**Cosa fare**
Trascrivi tutte le voci seguenti riga per riga, senza cambiare nulla.

**** Voci fornite

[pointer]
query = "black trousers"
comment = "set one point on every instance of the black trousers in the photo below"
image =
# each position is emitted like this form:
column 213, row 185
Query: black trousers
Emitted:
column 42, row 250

********

**Risultato finale**
[pointer]
query = "black trousers"
comment = "set one point on every instance of the black trousers in the photo below"
image =
# each position is emitted like this form:
column 213, row 185
Query: black trousers
Emitted:
column 42, row 250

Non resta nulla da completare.